## Task to carry out
What you give back should be only the lines from the one holding "point_to(query) locates a point on each instance of the forested" through the final line of the records, each reproduced exactly.

+++ Records +++

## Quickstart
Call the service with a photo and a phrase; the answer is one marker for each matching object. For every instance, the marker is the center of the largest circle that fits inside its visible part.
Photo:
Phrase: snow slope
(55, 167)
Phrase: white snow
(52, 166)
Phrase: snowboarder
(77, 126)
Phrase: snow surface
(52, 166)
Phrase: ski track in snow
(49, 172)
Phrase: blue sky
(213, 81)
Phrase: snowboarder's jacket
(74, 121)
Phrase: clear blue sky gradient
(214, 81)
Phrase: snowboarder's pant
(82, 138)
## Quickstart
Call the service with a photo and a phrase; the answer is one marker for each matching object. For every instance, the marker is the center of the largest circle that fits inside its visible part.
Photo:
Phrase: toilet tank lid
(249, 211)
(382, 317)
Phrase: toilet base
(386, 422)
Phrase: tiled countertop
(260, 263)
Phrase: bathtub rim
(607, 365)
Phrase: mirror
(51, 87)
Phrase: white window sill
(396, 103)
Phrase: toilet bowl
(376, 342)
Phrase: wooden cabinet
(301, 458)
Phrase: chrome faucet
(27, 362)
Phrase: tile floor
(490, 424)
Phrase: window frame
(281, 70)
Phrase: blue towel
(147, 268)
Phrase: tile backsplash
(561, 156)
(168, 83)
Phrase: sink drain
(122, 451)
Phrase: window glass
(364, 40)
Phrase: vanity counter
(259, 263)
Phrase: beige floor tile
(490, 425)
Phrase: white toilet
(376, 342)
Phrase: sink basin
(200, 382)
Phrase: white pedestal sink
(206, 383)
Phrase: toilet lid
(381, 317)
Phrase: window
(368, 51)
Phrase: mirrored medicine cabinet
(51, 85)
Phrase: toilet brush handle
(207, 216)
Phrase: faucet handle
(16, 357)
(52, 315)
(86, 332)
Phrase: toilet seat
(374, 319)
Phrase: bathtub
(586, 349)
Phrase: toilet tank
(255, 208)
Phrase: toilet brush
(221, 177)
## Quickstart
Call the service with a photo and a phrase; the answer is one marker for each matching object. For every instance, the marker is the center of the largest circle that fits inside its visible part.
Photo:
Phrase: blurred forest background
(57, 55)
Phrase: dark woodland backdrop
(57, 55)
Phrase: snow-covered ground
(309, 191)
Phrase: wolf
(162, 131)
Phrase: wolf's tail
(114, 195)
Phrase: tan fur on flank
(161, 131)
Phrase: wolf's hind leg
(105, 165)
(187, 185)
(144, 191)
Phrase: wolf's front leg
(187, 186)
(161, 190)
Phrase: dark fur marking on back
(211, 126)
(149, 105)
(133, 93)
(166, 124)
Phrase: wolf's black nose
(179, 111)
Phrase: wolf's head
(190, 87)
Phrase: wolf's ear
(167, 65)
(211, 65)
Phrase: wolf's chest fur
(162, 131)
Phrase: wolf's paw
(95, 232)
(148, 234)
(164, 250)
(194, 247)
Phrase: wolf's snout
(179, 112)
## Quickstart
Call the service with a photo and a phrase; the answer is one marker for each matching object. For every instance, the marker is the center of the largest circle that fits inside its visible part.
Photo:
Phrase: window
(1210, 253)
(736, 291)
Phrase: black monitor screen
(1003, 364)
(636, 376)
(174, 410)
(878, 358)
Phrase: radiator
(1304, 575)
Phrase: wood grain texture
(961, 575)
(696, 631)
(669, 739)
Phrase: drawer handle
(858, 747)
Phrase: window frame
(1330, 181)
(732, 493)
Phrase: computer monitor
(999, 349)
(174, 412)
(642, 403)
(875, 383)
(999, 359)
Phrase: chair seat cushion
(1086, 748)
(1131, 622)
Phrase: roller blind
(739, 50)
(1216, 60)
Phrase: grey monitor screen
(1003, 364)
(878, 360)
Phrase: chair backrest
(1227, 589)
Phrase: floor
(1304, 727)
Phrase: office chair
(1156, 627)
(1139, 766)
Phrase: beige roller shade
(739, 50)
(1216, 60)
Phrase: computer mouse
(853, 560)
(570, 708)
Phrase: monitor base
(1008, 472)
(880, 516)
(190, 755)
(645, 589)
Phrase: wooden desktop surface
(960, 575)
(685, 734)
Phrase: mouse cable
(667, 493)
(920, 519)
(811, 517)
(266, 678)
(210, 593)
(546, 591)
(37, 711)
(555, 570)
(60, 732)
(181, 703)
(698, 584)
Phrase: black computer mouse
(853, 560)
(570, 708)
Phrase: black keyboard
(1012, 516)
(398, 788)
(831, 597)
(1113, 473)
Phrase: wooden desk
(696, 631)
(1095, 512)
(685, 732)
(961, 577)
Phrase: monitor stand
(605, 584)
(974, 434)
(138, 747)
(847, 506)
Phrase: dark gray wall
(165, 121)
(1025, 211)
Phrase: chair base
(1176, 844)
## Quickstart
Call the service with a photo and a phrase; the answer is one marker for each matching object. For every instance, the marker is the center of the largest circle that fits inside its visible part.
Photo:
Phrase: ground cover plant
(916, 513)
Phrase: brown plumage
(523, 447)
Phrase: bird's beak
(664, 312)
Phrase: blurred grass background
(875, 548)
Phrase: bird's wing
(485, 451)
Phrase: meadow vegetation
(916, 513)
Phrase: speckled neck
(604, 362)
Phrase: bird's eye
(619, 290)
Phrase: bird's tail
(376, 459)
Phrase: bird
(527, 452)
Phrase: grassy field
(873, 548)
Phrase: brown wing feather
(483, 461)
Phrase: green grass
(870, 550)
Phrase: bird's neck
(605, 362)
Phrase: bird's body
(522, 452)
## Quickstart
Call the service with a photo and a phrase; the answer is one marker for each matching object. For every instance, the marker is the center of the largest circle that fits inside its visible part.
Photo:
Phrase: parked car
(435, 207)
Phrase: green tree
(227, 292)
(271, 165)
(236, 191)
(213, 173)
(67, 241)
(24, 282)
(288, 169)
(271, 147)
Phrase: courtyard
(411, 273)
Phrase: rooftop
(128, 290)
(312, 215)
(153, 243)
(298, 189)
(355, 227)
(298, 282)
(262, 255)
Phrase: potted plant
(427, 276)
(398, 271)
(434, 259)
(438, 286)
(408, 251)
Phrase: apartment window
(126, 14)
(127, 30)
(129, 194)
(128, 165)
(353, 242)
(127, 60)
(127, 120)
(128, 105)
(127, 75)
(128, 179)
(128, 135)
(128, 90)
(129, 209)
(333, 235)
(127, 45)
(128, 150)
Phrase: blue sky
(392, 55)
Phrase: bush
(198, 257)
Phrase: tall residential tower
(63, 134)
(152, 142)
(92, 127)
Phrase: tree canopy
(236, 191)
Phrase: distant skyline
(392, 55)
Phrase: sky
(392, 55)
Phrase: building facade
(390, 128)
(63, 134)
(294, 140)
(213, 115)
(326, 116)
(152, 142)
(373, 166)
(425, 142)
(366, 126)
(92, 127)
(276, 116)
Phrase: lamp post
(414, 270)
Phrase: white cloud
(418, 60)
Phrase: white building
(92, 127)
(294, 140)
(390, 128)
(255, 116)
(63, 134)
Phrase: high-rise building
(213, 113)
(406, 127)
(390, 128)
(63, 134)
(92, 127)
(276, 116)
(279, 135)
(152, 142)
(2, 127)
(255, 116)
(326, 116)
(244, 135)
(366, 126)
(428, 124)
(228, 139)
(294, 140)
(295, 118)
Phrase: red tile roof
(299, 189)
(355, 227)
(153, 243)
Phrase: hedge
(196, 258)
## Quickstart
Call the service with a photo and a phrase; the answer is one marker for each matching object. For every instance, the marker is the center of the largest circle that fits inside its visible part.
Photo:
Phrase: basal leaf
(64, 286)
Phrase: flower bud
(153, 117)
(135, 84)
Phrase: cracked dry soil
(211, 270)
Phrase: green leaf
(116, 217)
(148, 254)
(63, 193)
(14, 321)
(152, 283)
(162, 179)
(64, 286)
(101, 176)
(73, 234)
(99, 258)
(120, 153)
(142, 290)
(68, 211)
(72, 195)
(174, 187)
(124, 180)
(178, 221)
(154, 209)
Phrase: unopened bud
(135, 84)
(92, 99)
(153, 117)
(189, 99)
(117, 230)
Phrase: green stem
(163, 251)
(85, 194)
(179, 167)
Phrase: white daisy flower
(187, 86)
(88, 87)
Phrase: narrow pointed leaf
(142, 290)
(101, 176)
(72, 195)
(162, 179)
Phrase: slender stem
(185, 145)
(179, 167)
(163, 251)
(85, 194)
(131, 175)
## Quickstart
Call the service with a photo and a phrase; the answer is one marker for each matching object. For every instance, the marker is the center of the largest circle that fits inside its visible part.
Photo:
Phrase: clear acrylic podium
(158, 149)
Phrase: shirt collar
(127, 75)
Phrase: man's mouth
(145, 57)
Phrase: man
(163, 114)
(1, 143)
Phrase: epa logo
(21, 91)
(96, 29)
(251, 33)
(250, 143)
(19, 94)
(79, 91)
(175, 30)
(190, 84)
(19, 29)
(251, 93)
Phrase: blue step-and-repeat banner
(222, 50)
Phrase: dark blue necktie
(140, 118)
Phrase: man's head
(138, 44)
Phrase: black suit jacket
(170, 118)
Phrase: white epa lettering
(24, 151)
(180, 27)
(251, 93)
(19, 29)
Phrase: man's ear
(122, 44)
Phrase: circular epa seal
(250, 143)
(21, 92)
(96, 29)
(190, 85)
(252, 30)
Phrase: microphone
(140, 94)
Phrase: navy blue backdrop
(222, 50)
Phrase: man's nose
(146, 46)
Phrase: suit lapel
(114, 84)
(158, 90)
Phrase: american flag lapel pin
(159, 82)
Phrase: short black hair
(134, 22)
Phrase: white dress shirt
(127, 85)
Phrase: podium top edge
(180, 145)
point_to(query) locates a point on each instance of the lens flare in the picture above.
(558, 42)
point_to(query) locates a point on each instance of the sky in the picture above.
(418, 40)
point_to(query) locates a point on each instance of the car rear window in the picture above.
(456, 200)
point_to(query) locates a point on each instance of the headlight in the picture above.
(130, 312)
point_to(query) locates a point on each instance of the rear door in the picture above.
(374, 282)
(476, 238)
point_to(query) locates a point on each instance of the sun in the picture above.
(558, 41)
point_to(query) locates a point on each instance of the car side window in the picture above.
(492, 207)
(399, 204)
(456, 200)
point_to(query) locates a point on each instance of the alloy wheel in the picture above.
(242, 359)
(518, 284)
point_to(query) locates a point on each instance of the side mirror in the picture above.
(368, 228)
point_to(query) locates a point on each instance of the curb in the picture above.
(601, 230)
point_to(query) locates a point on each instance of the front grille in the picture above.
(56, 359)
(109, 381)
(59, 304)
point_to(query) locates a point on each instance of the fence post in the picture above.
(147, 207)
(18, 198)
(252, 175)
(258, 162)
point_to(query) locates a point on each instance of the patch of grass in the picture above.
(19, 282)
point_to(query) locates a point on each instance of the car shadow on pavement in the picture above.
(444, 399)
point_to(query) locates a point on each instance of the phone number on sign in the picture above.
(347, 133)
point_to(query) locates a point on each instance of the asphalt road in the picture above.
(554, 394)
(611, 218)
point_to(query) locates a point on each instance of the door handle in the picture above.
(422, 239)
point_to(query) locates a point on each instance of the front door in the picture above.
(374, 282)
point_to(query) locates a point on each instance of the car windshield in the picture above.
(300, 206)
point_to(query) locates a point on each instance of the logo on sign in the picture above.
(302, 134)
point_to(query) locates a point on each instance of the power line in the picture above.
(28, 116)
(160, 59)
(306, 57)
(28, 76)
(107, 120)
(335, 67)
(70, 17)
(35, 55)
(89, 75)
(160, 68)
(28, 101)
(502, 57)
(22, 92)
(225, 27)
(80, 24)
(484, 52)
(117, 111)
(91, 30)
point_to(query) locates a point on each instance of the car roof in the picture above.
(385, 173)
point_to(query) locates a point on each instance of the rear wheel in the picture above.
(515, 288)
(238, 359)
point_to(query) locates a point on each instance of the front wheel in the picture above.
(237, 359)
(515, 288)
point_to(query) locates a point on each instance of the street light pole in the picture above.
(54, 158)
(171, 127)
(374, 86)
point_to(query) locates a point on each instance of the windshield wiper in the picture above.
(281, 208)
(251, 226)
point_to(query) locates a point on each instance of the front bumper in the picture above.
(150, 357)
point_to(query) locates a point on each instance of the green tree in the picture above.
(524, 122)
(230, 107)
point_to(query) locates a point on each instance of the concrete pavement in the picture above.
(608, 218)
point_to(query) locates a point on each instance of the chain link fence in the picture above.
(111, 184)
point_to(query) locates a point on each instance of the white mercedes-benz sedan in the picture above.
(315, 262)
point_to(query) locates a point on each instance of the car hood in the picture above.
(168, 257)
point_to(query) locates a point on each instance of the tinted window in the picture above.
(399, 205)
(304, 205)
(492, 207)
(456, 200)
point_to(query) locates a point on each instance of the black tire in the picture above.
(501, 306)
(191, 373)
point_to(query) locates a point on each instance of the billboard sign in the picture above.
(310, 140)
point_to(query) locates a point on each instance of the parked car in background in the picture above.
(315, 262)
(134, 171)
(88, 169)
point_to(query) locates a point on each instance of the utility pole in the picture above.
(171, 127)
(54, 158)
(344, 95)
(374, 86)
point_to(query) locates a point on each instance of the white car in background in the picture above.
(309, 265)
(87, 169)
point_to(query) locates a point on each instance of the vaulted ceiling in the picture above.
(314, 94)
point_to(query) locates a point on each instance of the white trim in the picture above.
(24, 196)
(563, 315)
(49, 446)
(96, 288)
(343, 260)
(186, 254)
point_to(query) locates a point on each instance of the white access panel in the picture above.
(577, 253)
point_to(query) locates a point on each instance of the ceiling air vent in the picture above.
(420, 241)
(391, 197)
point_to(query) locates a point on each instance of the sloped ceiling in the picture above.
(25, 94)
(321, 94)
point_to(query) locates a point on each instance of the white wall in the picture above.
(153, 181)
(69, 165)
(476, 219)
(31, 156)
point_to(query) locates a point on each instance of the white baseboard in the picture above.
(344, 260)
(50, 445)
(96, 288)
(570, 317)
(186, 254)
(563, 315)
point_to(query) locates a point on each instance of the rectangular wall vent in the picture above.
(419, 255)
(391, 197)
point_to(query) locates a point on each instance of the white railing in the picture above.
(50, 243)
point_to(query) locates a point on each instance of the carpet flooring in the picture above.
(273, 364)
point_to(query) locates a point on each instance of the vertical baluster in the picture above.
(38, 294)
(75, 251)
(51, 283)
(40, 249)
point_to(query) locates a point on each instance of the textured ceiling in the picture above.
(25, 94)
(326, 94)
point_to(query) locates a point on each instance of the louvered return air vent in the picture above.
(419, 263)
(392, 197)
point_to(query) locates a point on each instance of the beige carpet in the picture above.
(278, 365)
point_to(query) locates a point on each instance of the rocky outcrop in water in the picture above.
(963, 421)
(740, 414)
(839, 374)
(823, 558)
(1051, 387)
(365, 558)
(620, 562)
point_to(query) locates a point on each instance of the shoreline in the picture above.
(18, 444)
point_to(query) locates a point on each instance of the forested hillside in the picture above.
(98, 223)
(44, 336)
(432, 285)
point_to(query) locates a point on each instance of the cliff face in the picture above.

+++

## Task response
point_to(query) locates a point on each instance of the forested hillside in the picture above.
(98, 223)
(44, 336)
(432, 285)
point_to(query) locates a point on each instance of the cliff face in the picture above.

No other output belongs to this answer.